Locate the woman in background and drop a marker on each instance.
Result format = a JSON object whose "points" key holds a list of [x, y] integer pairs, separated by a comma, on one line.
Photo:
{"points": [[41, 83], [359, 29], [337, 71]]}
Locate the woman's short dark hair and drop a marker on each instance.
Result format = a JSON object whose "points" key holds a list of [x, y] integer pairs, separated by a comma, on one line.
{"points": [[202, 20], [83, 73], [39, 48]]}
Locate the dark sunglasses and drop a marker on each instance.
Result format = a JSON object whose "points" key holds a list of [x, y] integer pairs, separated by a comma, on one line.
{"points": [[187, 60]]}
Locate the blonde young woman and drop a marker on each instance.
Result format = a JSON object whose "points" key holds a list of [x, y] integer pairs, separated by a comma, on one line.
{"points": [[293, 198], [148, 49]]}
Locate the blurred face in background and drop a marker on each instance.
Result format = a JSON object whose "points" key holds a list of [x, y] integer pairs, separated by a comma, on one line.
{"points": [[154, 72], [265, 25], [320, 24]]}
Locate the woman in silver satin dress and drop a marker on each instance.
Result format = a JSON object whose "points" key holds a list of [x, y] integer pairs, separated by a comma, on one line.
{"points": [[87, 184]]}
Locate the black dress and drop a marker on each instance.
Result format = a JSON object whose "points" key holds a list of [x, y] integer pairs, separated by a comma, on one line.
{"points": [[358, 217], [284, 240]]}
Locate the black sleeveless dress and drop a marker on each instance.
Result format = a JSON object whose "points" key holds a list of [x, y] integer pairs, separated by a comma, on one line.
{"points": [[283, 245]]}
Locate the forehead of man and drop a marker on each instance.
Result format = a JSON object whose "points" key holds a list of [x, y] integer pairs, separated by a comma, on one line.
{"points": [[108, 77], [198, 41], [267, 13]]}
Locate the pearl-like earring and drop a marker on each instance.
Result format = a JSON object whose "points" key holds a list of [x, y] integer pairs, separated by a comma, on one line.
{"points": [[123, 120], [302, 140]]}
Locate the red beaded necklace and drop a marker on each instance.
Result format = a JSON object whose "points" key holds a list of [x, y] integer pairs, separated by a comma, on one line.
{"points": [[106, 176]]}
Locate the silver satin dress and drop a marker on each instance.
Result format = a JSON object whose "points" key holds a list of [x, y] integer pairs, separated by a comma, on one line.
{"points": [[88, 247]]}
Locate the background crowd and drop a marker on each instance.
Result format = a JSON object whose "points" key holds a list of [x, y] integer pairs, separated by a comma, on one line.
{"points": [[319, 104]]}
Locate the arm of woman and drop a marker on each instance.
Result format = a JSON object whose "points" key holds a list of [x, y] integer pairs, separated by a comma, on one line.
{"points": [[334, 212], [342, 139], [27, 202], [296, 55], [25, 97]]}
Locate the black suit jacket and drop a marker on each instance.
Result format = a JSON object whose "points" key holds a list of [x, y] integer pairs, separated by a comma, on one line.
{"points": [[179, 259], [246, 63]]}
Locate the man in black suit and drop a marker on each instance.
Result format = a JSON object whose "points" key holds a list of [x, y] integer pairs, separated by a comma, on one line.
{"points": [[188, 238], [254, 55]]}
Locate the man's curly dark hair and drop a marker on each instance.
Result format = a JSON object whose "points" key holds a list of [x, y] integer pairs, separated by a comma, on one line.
────────────────────
- [Brief]: Each line holding the word "background" must be copied from the data.

- [Task solution]:
Locate the woman in background and drop a marker on each instance.
Locate the blurred face in background and drop a marker on each instance.
Locate the background crowd and drop a marker on each instance.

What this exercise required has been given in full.